INSTRUCTIONS FOR THE TASK
Could you swap "photograph" for "image" everywhere in the material below, reproduce it otherwise unchanged, and leave the pictures out?

[start DATA FOR PROCESSING]

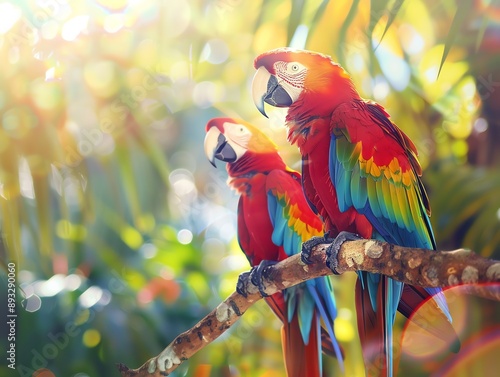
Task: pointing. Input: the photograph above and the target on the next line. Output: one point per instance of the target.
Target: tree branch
(427, 268)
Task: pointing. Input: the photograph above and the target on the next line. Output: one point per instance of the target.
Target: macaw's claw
(310, 244)
(332, 251)
(242, 284)
(258, 273)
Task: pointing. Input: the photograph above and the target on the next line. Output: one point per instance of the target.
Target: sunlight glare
(9, 14)
(74, 27)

[end DATA FOR PROCESSING]

TASK SOLUTION
Task: pointing. Input: the image above and the target on the next line. Output: one point per instance of the target.
Target: tree branch
(427, 268)
Task: pointing. Input: the image above and the target on the next line. Output: one point per instance of the target.
Target: macaw's claw
(310, 244)
(332, 251)
(242, 284)
(258, 273)
Task: pointing. Input: the image above and the target on the next line. Output: one point per instance of the target.
Target: sunlight glare
(9, 14)
(74, 27)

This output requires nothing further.